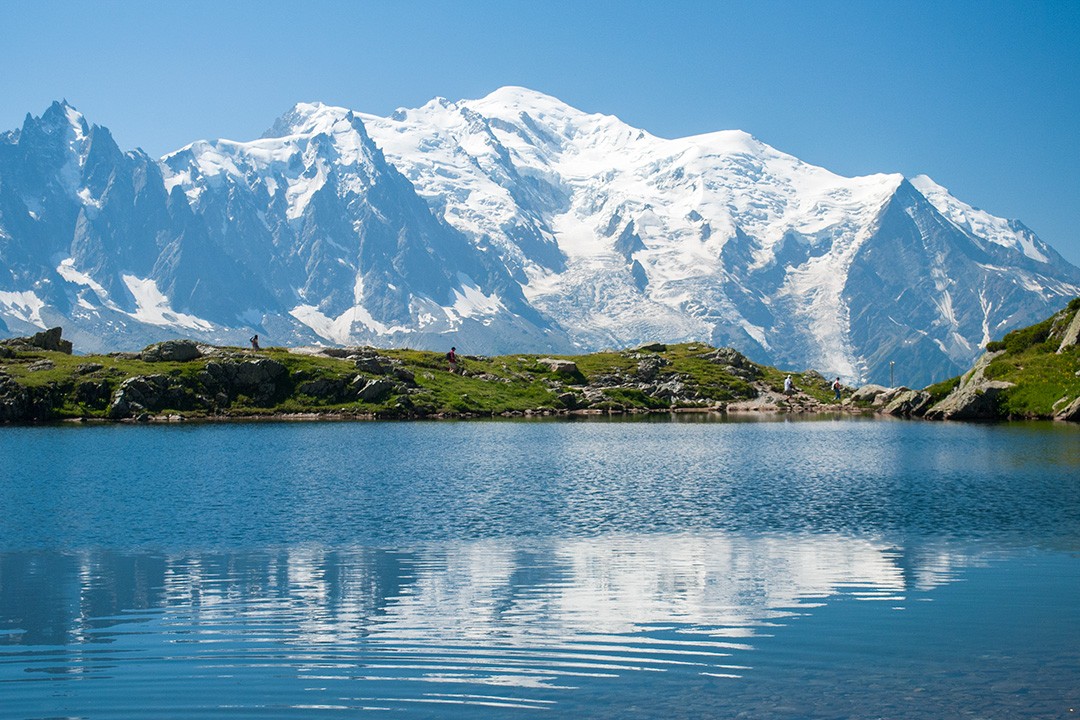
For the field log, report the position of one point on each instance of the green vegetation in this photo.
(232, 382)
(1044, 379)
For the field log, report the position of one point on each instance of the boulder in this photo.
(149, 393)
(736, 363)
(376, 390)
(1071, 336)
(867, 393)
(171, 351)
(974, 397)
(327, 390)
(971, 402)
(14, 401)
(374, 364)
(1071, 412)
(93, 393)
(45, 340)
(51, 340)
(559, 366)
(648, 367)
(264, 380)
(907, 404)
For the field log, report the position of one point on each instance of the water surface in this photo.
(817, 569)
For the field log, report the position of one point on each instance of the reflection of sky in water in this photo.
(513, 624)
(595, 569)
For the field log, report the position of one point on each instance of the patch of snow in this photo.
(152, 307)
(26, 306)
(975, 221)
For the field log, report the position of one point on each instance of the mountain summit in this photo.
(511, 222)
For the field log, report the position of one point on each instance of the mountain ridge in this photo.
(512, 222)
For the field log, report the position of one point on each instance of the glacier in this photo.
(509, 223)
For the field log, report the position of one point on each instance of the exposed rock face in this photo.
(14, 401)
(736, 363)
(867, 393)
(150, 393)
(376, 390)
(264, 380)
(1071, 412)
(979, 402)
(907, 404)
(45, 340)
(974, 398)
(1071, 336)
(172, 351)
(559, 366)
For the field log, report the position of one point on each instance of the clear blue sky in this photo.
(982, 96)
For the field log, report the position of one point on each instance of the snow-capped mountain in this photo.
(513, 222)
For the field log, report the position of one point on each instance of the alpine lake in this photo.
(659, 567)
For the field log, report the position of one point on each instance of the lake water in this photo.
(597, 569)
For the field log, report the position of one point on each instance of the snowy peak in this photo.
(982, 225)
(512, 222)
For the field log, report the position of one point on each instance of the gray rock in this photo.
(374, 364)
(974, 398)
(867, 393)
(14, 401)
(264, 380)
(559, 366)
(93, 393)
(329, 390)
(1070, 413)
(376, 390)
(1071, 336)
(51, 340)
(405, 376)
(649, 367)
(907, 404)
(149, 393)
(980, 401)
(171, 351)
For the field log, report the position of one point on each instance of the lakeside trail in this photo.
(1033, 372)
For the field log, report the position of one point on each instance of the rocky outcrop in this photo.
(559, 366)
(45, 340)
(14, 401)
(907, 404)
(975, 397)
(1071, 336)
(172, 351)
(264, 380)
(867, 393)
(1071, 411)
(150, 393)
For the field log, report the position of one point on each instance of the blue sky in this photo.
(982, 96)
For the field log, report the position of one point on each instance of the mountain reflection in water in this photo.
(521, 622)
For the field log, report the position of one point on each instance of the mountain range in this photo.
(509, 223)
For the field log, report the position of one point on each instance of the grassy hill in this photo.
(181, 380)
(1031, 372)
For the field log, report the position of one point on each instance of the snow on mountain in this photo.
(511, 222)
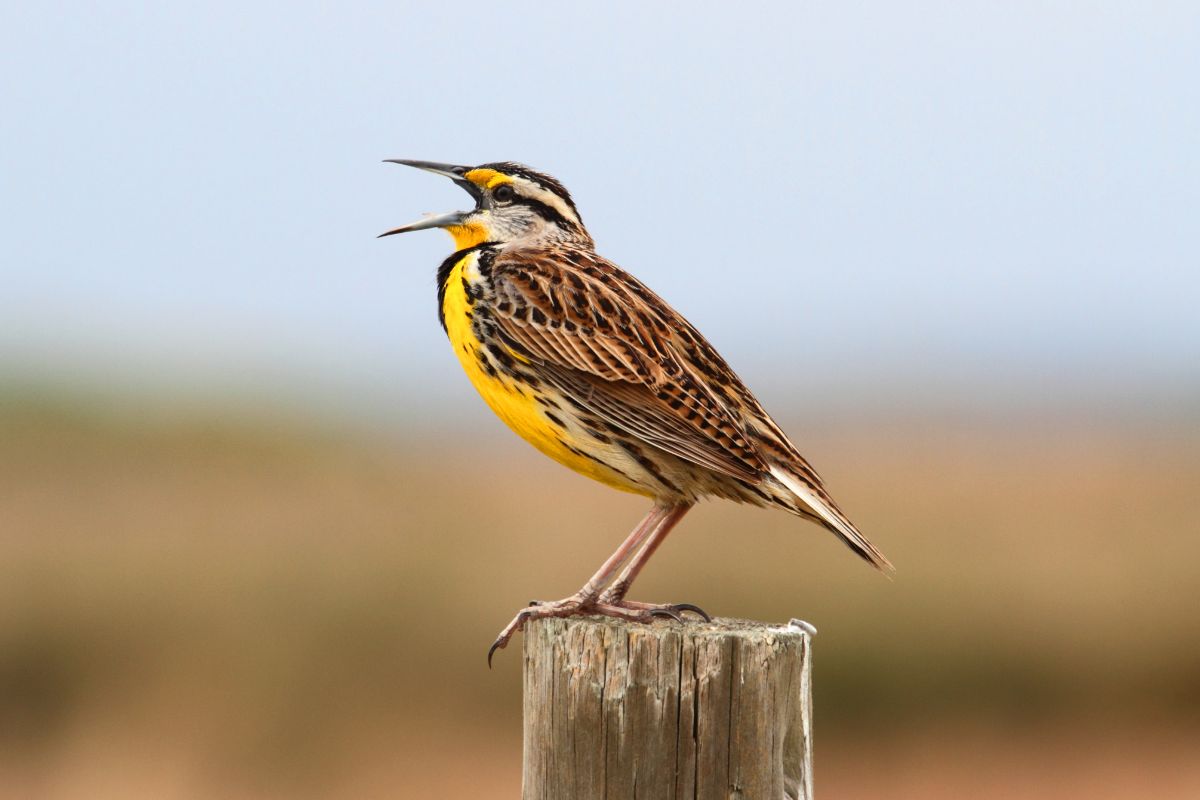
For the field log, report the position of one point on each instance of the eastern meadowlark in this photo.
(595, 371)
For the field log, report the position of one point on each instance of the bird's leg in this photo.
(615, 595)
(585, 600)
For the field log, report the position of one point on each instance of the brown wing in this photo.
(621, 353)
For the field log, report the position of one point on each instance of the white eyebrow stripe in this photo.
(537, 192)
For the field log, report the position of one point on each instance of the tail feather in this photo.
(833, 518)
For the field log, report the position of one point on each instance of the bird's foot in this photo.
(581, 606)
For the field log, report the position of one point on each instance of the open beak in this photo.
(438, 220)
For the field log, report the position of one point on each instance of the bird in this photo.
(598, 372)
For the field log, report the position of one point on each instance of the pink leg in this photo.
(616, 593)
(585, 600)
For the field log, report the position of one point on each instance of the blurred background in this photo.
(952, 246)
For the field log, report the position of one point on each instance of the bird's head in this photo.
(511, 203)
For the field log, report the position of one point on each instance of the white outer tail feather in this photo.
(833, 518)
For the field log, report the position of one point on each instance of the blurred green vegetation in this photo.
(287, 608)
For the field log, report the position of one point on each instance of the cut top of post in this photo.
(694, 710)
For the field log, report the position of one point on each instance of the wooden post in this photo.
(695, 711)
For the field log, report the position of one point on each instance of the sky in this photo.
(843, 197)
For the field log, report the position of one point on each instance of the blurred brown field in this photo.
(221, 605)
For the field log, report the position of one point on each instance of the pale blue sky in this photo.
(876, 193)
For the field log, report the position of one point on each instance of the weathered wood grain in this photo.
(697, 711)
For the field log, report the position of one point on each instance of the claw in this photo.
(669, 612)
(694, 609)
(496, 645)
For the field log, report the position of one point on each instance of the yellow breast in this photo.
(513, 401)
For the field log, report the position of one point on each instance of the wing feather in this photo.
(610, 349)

########

Aim of the task ::
Repeat the full listing above exactly, with no pictures in the copy.

Response to the task ::
For the field log, report the position of one point on each instance of the green vegetation in this photo.
(232, 382)
(1044, 379)
For the field log, report the position of one point on each instance of the boulder in this photo.
(149, 393)
(736, 363)
(376, 390)
(1071, 336)
(867, 393)
(171, 351)
(974, 397)
(327, 390)
(971, 402)
(14, 401)
(374, 364)
(1071, 412)
(93, 393)
(45, 340)
(51, 340)
(559, 366)
(648, 367)
(264, 380)
(907, 404)
For the field log, report the position of one point on each instance of the water surface in this photo.
(817, 569)
For the field log, report the position of one point on each instance of the reflection of sky in water in this photo.
(513, 624)
(595, 569)
For the field log, report the position of one point on each instance of the patch of snow in this photo.
(152, 307)
(26, 306)
(975, 221)
For the field log, report the position of one point on each instance of the mountain summit in this photo.
(511, 222)
For the field log, report the position of one point on each instance of the mountain ridge in this photo.
(512, 222)
For the field log, report the position of one point on each instance of the glacier in this photo.
(509, 223)
For the field log, report the position of one point on each instance of the exposed rock face in this photo.
(14, 401)
(736, 363)
(867, 393)
(150, 393)
(376, 390)
(264, 380)
(1071, 412)
(979, 402)
(907, 404)
(45, 340)
(974, 398)
(1071, 336)
(172, 351)
(559, 366)
For the field log, report the position of one point on each instance of the clear blue sky in this photo.
(982, 96)
For the field log, report the position of one point on each instance of the snow-capped mountain in this photo.
(513, 222)
For the field log, report the position of one point on each instance of the alpine lake in this photo.
(659, 567)
For the field log, report the position of one point on each instance of the lake water in this photo.
(597, 569)
For the field log, report the position of one point on each instance of the snowy peak in this photo.
(982, 225)
(512, 222)
For the field log, report the position of one point on each instance of the gray rock in this photo.
(374, 364)
(974, 398)
(867, 393)
(14, 401)
(264, 380)
(559, 366)
(93, 393)
(329, 390)
(1070, 413)
(376, 390)
(1071, 336)
(51, 340)
(405, 376)
(649, 367)
(907, 404)
(149, 393)
(980, 401)
(171, 351)
For the field log, report the position of one point on each instance of the lakeside trail in this photo.
(1033, 372)
For the field log, report the position of one point on each instance of the rocky outcrop in this photo.
(559, 366)
(45, 340)
(14, 401)
(907, 404)
(975, 397)
(1071, 336)
(172, 351)
(264, 380)
(867, 393)
(1071, 411)
(150, 393)
For the field log, report the position of one point on each instance of the blue sky in this photo.
(982, 96)
For the field log, report the position of one point on each instance of the mountain reflection in water in this photo.
(521, 622)
For the field log, report the position of one point on each instance of the mountain range in this photo.
(509, 223)
For the field log, report the position of one point on each instance of the grassy hill in this photo.
(181, 380)
(1031, 372)
For the field log, report the position of one point on each instance of the snow on mountain in this photo.
(511, 222)
For the field log, report the position of one point on each instance of the eastern meadowlark in this photo.
(595, 371)
For the field log, report the position of one point on each instance of the bird's leg in this photo.
(615, 595)
(585, 600)
For the field log, report the position of one point on each instance of the brown wing in this photo.
(621, 353)
For the field log, report the position of one point on each instance of the white eyebrow stripe in this photo.
(537, 192)
For the field log, report the position of one point on each instance of the tail feather in this photo.
(833, 518)
For the field log, report the position of one point on each instance of the bird's foot in this photo.
(581, 606)
For the field log, report the position of one point on each instance of the open beak in this photo.
(438, 220)
For the field log, report the position of one point on each instance of the bird in this photo.
(598, 372)
For the field log, report the position of one point on each instance of the pink leg in this photo.
(616, 593)
(585, 600)
For the field log, report the position of one point on each instance of the blurred background in this photo.
(952, 246)
For the field log, report the position of one point on each instance of the bird's head in this photo.
(511, 203)
For the field log, report the position of one point on each instance of the white outer tail feather in this photo.
(833, 518)
For the field log, report the position of one point on each instance of the blurred green vegetation in this photo.
(287, 608)
For the field log, report the position of one point on each instance of the cut top of post in this photo.
(694, 710)
For the field log, report the position of one point on each instance of the wooden post in this photo.
(695, 711)
For the field log, report the position of one point on each instance of the sky in this photo.
(843, 197)
For the field log, report the position of one point on each instance of the blurred brown field in this photo.
(221, 605)
For the field log, report the position of one point on each instance of the pale blue sky in this photo.
(876, 193)
For the field log, report the position of one point on each instance of the weathered wood grain in this photo.
(697, 711)
For the field log, report the position of one point on each instance of the claw in this photo.
(669, 612)
(694, 609)
(496, 645)
For the field log, report the position of one point on each instance of the yellow breast in this photo.
(513, 401)
For the field log, report the position of one point on each instance of the wing feather in this photo.
(610, 349)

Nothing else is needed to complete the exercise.